§ Qué hacer: Di si cada afirmación coincide con el texto sobre poesía y condición humana, contestando sí o no y citando las palabras del texto que lo deciden. 1. El texto atribuye a Aristóteles la idea de que la metáfora pone las cosas ante los ojos. 2. Según el texto, el otro es algo ajeno al hombre. 3. La desesperanza figura entre las experiencias que menciona el texto.

§ Texto extraído:
---*---

II. Poesía y condición humana
Ser humano es ser en el mundo, ser para y contra el mundo. Porque inherente al
hombre es el otro, el que está fuera y el que está dentro. Y esa multiplicidad en que se
prismatiza la condición humana da lugar a las experiencias más disímbolas: dolor,
alegría, amor, odio, felicidad, desesperanza, paz, armonía, sufrimiento, etc. Pero si todo
es natural al hombre, ¿por qué nos preguntamos por la condición humana?, ¿por qué
necesitamos hablar de la metáfora como una forma de representación y de comprensión
(comprehensión) de la condición de ser?
Partimos de la idea aristotélica de que la metáfora pone las cosas ante los ojos.

---*---

§ Registros de datos extraídos:
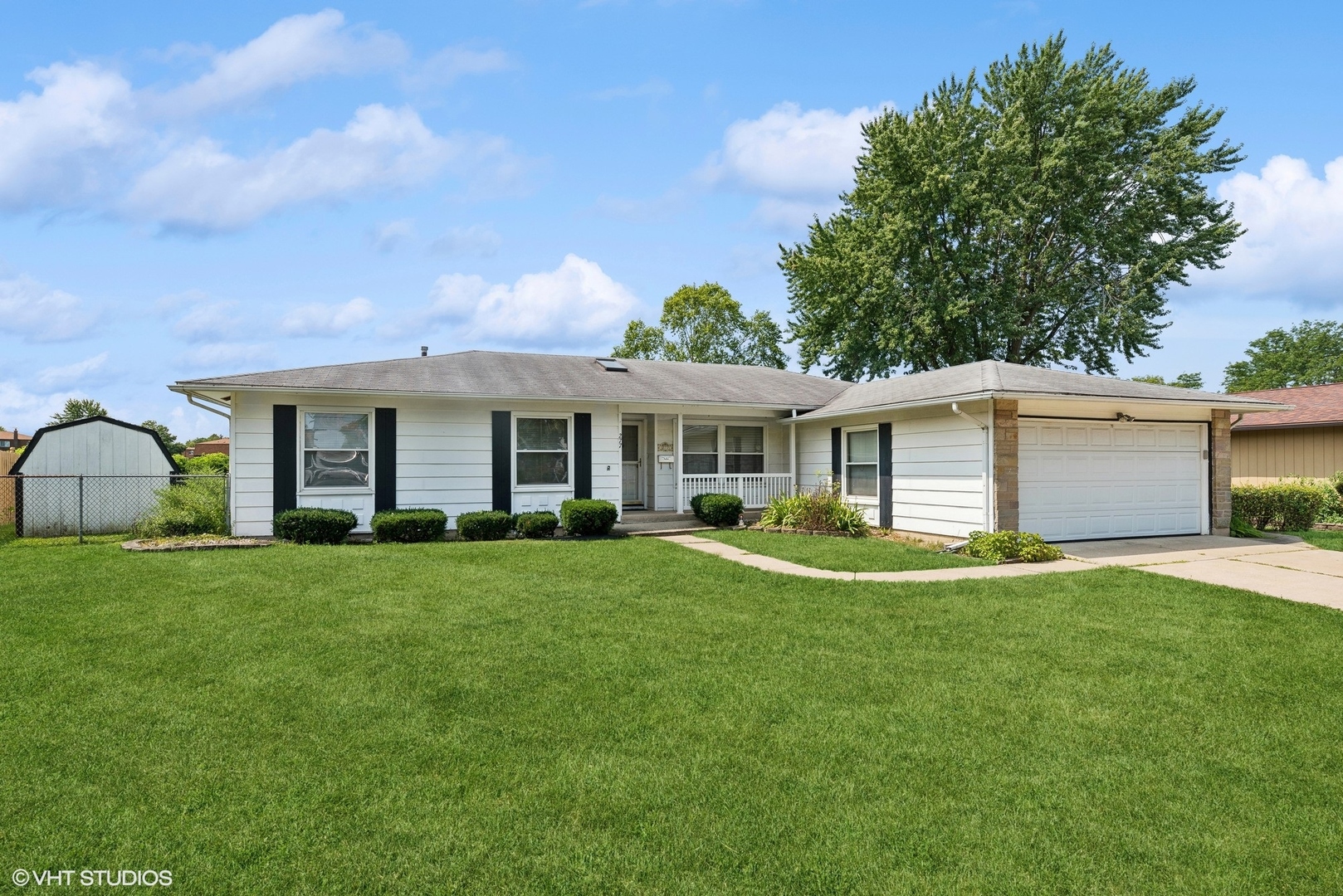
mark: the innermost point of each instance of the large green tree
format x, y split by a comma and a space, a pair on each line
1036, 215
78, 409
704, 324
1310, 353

---*---

§ Respuesta correcta:
1. Sí: "Partimos de la idea aristotélica de que la metáfora pone las cosas ante los ojos."
2. No: "inherente al hombre es el otro"
3. Sí: "felicidad, desesperanza, paz"